BRIEF A: Summarize the notebook on PySpark's collect() in two sentences.

━━ PASSAGE TO READ ━━

## Retrieve data from DataFrame with Collect

PySpark RDD/DataFrame `collect()` is an action operation that is used to retrieve all the elements of the dataset (from all nodes) to the driver node. We should use the `collect()` on smaller dataset usually after `filter()`, `group()` e.t.c.

In [0]:
dbutils.library.restartPython() # Removes Python state, but some libraries might not work without calling this command.dbutils.restartPython()

#### Load libraries

In [0]:
from pyspark.sql import SparkSession, Row
from pyspark.sql.types import IntegerType, DateType, StringType, StructType, StructField, ArrayType, MapType
from pyspark.sql.functions import lit, col, expr, when

#### Create Spark session

In [0]:
spark = SparkSession.builder.appName('Retrieve data from DataFrame with Collect').getOrCreate()

#### Prepare Data

In [0]:
data = [
  ('John', '', 'Smith', '36636', 'M', 2500),
  ('Jane', '', 'Doe', '42114', 'F', 500),
  ('Richard', 'Laurence', 'Marquette', '97086', 'M', 1500),
  ('Israel', '', 'Israeli', '', 'M', 3000),
  ('Edward', 'III', '', 'SL4', 'M', 5000)
]
 
schema = StructType([
  StructField('firstname', StringType(),True),
  StructField('middlename', StringType(),True),
  StructField('lastname', StringType(),True),
  StructField('zip', StringType(), True),
  StructField('gender', StringType(), True),
  StructField('salary', IntegerType(), True)
])

columns = schema.fieldNames()

df = spark.createDataFrame(data=data, schema=schema)
df.printSchema()
df.show(truncate=False)

#### Let’s use the collect() to retrieve the data

In [0]:
# Retrieves all elements in a DataFrame as an Array of Row type to the driver node
dataCollect = df.collect()
print(dataCollect)

In [0]:
for row in dataCollect:
    print(f'{row["firstname"]}, {row["gender"]}')

In [0]:
df.collect()[0][0]

#### When to avoid Collect()

Usually, `collect()` is used to retrieve the action output when you have very small result set and calling `collect()` on an RDD/DataFrame with a bigger result set causes out of memory as it returns the entire dataset (from all workers) to the driver hence we should avoid calling `collect()` on a larger dataset.

#### collect() vs select()

`select()` is a transformation that returns a new DataFrame and holds the columns that are selected whereas `collect()` is an action that returns the entire data set in an Array to the driver.

#### The end of the notebook

━━━
━━ DATASET CONTENT ━━

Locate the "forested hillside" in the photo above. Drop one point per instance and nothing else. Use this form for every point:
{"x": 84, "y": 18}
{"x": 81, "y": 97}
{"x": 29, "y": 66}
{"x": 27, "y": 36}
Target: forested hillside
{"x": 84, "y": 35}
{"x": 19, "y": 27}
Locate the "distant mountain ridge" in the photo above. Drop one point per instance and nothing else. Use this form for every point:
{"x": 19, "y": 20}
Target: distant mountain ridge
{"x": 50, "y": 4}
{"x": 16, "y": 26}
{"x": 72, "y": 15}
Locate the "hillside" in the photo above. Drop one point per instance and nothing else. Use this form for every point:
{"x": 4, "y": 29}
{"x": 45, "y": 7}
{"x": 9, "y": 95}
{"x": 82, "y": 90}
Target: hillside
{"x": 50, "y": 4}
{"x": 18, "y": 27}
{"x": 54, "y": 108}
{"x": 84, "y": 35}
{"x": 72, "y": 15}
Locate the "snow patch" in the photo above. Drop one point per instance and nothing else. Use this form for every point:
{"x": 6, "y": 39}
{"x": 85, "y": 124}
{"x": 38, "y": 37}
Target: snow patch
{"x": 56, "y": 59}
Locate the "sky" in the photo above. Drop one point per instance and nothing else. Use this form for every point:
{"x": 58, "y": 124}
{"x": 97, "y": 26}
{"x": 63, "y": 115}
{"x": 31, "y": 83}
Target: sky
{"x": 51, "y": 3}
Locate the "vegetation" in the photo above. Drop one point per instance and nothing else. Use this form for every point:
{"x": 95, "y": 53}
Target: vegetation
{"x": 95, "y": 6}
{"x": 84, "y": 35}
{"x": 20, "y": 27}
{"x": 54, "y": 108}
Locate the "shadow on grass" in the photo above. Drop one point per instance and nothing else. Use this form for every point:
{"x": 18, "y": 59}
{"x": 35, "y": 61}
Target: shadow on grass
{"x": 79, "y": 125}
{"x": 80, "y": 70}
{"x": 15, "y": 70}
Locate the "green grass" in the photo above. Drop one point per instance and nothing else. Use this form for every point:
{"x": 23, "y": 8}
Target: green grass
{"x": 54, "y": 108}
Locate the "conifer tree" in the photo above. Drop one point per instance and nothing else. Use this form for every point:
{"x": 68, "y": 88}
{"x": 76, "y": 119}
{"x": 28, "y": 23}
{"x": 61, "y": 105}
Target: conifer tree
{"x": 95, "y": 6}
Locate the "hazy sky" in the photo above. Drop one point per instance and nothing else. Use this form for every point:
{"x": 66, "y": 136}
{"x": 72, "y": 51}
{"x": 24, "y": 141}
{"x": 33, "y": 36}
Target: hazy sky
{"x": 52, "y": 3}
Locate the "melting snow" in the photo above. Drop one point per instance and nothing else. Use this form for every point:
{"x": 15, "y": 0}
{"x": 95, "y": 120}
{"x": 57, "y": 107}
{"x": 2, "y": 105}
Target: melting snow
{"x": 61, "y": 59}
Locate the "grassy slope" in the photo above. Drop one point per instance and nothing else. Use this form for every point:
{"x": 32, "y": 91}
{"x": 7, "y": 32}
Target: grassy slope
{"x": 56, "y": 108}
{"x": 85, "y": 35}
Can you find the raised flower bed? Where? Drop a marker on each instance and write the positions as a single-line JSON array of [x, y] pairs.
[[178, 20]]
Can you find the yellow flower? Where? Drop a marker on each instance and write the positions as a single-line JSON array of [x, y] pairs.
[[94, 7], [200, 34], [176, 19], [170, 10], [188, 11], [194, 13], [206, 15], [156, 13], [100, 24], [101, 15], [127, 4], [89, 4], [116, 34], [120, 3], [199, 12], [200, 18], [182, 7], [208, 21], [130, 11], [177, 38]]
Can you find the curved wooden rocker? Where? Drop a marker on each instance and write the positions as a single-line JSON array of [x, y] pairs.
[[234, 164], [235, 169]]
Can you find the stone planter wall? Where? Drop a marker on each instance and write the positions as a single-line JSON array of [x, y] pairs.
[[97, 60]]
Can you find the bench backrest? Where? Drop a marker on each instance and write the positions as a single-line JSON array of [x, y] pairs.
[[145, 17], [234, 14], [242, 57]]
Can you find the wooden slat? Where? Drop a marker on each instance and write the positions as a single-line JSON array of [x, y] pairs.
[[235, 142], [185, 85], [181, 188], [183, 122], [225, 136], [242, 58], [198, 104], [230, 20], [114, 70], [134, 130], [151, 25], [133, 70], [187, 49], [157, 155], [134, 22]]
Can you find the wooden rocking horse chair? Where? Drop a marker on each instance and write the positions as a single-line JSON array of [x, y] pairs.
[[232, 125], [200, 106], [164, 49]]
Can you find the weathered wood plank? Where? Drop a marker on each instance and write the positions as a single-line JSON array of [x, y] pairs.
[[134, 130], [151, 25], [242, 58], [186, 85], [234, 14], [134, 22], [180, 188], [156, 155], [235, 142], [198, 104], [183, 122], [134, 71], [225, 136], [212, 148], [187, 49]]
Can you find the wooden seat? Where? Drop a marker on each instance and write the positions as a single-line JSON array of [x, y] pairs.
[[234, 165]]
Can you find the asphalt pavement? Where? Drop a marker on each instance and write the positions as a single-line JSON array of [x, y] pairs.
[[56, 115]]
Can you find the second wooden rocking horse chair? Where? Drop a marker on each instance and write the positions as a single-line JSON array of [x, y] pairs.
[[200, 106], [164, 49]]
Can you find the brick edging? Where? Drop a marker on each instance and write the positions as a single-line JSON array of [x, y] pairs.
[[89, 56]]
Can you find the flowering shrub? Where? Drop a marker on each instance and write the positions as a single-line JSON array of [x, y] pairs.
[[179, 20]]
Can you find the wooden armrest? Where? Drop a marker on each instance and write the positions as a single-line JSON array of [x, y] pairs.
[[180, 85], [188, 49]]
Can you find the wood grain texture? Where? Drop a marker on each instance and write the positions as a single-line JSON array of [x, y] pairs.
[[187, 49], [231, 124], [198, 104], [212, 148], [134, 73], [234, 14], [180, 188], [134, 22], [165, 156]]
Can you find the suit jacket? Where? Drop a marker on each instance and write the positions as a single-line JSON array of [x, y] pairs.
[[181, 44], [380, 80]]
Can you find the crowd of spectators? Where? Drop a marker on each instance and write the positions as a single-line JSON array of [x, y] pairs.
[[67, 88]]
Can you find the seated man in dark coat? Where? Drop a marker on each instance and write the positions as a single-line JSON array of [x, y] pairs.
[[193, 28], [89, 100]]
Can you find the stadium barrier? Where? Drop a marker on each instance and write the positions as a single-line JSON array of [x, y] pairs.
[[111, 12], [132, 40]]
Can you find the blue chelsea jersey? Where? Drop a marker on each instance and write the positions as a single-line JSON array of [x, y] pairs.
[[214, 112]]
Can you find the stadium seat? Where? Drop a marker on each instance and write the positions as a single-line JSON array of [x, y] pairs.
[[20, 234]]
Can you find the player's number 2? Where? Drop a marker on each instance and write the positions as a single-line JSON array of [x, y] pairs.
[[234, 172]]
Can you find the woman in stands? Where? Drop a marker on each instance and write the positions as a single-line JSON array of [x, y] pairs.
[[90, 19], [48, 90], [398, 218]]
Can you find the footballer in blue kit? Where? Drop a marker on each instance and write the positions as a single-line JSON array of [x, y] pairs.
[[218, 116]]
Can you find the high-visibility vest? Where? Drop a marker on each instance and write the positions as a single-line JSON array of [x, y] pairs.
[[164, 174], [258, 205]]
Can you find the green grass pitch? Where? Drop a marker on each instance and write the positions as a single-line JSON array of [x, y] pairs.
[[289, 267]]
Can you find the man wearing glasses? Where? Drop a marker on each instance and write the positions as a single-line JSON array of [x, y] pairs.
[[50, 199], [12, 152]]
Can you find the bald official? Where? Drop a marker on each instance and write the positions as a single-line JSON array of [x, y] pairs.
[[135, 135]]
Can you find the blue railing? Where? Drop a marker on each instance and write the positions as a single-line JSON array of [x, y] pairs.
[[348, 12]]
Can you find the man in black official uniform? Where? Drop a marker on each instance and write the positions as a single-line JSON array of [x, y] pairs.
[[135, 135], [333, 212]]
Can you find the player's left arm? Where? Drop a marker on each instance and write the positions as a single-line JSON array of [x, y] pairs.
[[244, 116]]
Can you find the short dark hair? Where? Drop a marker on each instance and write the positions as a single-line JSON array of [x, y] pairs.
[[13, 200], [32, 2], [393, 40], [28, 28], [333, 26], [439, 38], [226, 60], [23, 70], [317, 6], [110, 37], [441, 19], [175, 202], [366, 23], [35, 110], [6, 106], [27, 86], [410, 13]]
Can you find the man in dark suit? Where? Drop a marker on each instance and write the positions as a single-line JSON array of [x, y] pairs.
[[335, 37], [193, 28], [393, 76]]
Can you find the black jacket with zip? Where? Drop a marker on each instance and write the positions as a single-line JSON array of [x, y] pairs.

━━━

BRIEF B: From the entries, reproduce word for word the lines beginning at the one that contains "Can you find the yellow" and ending after the one that contains "[[232, 125], [200, 106], [164, 49]]".

COMPLETE ANSWER A: In PySpark, collect() is an action that retrieves all the elements of an RDD or DataFrame from all nodes to the driver node, so it should be used on small result sets, usually after filter() or group(), because calling it on a larger dataset causes out of memory. Unlike select(), a transformation that returns a new DataFrame holding the selected columns, collect() returns the entire data set in an Array to the driver.

COMPLETE ANSWER B:
Can you find the yellow flower? Where? Drop a marker on each instance and write the positions as a single-line JSON array of [x, y] pairs.
[[94, 7], [200, 34], [176, 19], [170, 10], [188, 11], [194, 13], [206, 15], [156, 13], [100, 24], [101, 15], [127, 4], [89, 4], [116, 34], [120, 3], [199, 12], [200, 18], [182, 7], [208, 21], [130, 11], [177, 38]]
Can you find the curved wooden rocker? Where? Drop a marker on each instance and write the positions as a single-line JSON array of [x, y] pairs.
[[234, 164], [235, 169]]
Can you find the stone planter wall? Where? Drop a marker on each instance and write the positions as a single-line JSON array of [x, y] pairs.
[[97, 60]]
Can you find the bench backrest? Where? Drop a marker on each instance and write the positions as a single-line JSON array of [x, y] pairs.
[[145, 17], [234, 14], [242, 57]]
Can you find the wooden slat? Where? Drop a marker on each instance and write the positions as a single-line JSON array of [x, y] pairs.
[[235, 142], [185, 85], [181, 188], [183, 122], [225, 136], [242, 58], [198, 104], [230, 20], [114, 70], [134, 130], [151, 25], [133, 70], [187, 49], [157, 155], [134, 22]]
Can you find the wooden rocking horse chair? Where? Drop a marker on each instance and write the positions as a single-line JSON array of [x, y] pairs.
[[232, 125], [200, 106], [164, 49]]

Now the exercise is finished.